Output each line of the items below as a JSON list of strings, one string per line, with blank lines skipped. Leave the pictures out of the answer.

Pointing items
[Begin]

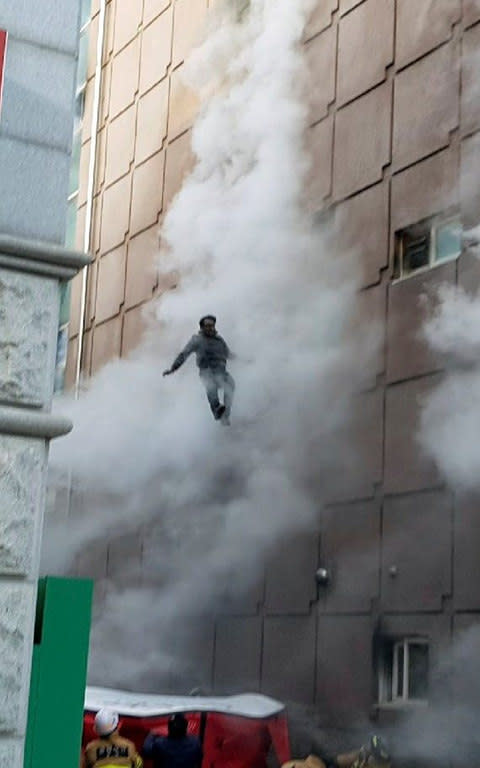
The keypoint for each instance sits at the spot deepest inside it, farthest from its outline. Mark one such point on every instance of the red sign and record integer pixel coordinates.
(3, 51)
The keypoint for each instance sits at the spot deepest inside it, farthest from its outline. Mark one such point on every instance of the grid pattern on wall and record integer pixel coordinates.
(395, 138)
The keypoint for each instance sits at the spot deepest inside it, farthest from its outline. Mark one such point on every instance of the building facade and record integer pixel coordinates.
(395, 139)
(37, 79)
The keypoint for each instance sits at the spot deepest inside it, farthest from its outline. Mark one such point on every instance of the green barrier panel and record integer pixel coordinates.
(59, 669)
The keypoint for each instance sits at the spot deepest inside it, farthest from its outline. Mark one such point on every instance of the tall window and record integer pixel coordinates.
(427, 243)
(79, 108)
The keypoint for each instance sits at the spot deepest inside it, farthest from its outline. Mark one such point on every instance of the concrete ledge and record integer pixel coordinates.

[End]

● Solution for this exercise
[
  "The keypoint for each instance sits at the spot deepest inside it, farthest from its outline. Mark one such point on every instance of the red sign and record integer pixel coordinates.",
  "(3, 51)",
  "The keypoint for each instance sits at the spot deepest inside it, farthest from its outline. Mark one such point on every instance of the grid pattern on wall and record integer pixel coordinates.",
  "(395, 138)",
  "The keypoint for each instance sits at the spot deepest inside it, farthest from its outline. Mark one such point on every instance of the building facade and record integer pixel coordinates.",
  "(395, 139)",
  "(37, 79)",
  "The keypoint for each instance sits at the spot deepest inside it, farthest from its outline. Mark one such point on every instance of the green barrier panel and record integer pixel coordinates.",
  "(59, 669)",
  "The keypoint for each instance sits at the spot deepest inside it, farthest from its outline. Mark one such point on every instance of the tall window and record integer pixel coordinates.",
  "(427, 243)",
  "(79, 108)",
  "The keypoint for each instance sits at the spot deepest inside it, farthest from its outline. Mark one such point on every instance of the concrete ledge and record integer pixel coordinates."
]